[[ PASSAGE TO READ, beginning ]]

DATA DRIVEN MACHINE LEARNING ENSEMBLE APPROACH FOR DIABETES RISK PREDICTION AT EARLY STAGES
Abstract
Diabetes mellitus is characterized as severe illness with disruption in glucose, lipid, and protein metabolism. Hyperglycemia, or high blood sugar levels, is the most common symptom of all types of diabetes. Diabetes has become much more common as a result of contemporary living. As a result, early illness detection is critical. ML is grown among health care professionals and clinicians as it has tremendous potentials for generating tool for disease management, risk prediction, therapy, prognosis. This article, offers an ensemble strategy for diabetes prediction at the early stages that combines AdaBoost and CatBoost. The suggested technique is called Sel stack AdaCat, and it attempts to produce high-efficiency risk prediction tools for type2 diabetes incidence. Characteristics analysis are performed to assess significance and investigate relationships with diabetes. These include the most common diabetic symptoms, which normally grow gradually, and can serve as tools to train and assess various ML algorithms. Different ML algorithms are evaluated and compared in regards to Precision, Recall, F-Measure, Reliability, and AUC utilizing 10-fold cross-validation and information splitting.
Keywords- diabetics, machine learning, preprocessing, ensemble classifier, meta-heuristic optimization.

[[ PASSAGE TO READ, end ]]
[[ RECORDED INFORMATION, beginning ]]

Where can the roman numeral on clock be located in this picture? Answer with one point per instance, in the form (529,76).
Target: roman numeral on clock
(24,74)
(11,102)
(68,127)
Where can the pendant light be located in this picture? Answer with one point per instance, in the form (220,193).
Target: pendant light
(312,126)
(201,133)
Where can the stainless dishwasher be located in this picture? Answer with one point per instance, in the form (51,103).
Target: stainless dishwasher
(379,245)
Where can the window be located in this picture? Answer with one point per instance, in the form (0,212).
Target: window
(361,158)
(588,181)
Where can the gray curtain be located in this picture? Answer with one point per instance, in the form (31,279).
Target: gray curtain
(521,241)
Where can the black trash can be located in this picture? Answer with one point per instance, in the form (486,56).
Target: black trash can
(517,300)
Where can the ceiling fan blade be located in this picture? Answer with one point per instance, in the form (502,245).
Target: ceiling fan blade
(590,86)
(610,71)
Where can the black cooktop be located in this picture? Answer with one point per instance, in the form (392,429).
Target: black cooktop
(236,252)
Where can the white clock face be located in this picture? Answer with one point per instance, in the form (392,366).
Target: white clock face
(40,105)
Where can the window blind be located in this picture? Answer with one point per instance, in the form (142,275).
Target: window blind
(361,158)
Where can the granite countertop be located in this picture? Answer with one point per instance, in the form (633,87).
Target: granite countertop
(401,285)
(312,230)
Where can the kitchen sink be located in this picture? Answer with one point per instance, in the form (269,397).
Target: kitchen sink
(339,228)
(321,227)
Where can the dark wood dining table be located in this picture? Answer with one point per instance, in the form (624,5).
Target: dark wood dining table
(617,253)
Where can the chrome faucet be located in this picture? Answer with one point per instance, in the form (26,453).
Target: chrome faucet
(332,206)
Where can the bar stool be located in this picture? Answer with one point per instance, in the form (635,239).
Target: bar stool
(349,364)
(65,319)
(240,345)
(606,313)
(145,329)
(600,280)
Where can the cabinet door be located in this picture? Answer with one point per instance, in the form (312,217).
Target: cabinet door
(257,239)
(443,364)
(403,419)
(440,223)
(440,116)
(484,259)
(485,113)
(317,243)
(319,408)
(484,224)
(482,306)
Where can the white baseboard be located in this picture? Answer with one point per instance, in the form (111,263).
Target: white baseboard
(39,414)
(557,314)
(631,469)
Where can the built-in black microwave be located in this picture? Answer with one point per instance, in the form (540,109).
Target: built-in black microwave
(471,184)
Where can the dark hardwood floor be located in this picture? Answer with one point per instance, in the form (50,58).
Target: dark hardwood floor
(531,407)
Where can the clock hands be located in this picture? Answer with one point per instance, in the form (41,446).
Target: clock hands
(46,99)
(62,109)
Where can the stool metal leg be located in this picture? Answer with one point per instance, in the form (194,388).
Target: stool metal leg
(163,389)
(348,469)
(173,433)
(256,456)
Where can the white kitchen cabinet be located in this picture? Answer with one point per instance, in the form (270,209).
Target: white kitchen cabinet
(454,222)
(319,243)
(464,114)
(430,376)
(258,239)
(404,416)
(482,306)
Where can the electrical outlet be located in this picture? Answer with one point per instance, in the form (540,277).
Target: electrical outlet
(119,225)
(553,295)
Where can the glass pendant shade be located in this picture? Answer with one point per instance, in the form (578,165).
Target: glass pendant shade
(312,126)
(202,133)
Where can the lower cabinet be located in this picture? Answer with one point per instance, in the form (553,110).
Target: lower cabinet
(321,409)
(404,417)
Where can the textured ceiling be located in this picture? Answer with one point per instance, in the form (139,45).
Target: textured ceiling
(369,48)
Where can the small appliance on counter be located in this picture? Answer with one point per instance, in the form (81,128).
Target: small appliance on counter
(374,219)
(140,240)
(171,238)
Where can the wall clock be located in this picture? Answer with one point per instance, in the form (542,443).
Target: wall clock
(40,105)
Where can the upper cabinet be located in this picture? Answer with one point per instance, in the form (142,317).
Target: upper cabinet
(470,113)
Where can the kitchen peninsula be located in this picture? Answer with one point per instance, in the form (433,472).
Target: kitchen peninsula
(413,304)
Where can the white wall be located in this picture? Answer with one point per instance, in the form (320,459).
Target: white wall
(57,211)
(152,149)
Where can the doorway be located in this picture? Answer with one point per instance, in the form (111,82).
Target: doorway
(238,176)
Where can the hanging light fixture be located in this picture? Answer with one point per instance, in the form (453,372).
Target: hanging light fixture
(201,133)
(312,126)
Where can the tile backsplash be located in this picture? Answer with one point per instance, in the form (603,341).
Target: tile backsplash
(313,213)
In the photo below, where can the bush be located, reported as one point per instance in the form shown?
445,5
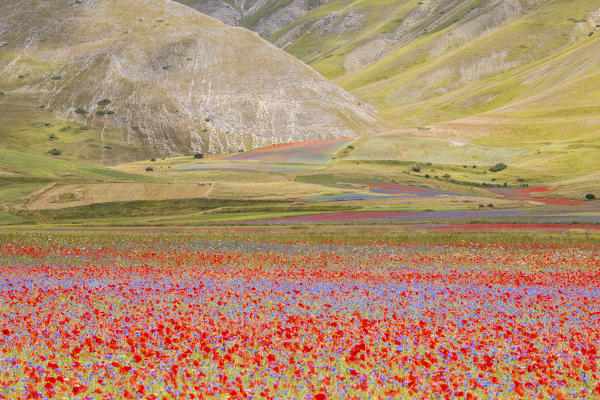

[[ RECORDED INFORMATION, end ]]

- [TASK INSTRUCTIONS] List every measure that the diabetes risk prediction abstract says the ML algorithms are evaluated and compared on.

- [RESPONSE] Precision, Recall, F-Measure, Reliability, AUC